-- begin Selection --
# AV Out Connections



## gomike (Oct 13, 2009)

I have a Samsung DLP HLR5067W widescreen television, I have a McInctosh MA2275 Amp with B&W 800 series speeakers. I had to take the system down when our home flooded a couple of months ago. I previously ran the Samsung audio through the Mac, I have tried to reconnect it from the Samsung AV outs through the MAC as directed in the Samsung Manual, but not getting any audio through the MAC. 
Anybody has any suggestions, much appreciated. 

Thanks, 

Mike

I also have a Sony DVD NS999ES connected with interconnects to the MAC and S-video1 to the TV 
Verizon DVR to TV with HDMI and optical sound cable
I can get TV audio through the MAC when the Sony DVD is on and the TV source is the S-video1, but no TV audio through the MAC when the source is the HDMI


----------



## lcaillo (May 2, 2006)

Your set does not feed digital sound from the HDMI input out of the analog outputs.


----------



## gomike (Oct 13, 2009)

Thanks, so if I switch from the HDMI/optical connection to an S-Video and analog connections it will feed digital sound out of the analog outputs?


----------



## lcaillo (May 2, 2006)

You will get analog only if you feed analog in. Same with digital. The set does not do A/D nor D/A conversion for the audio outputs, only D/A for the internal audio.


----------
-- end Selection --
-- begin Data section --
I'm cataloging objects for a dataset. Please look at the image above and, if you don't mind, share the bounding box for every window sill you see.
-- end Data section --
- **List of tasks**
a) In the thread about AV out connections, explain why Mike gets no TV audio through the Mac when the TV source is HDMI.
b) Answer these questions about the thread on AV out connections.
(i) Why did Mike have to take his system down?
(ii) What connects the Sony DVD player to the TV?
(iii) For what does the set perform D/A conversion, according to the last reply?

- **Outputs for the tasks**
a) The set does not send digital sound from the HDMI input out of its analog outputs. It does no A/D or D/A conversion for the audio outputs, so analog comes out only if analog goes in. Its only D/A conversion is for the internal audio.

b)
(i) His home flooded a couple of months earlier.
(ii) S-video1.
(iii) The internal audio.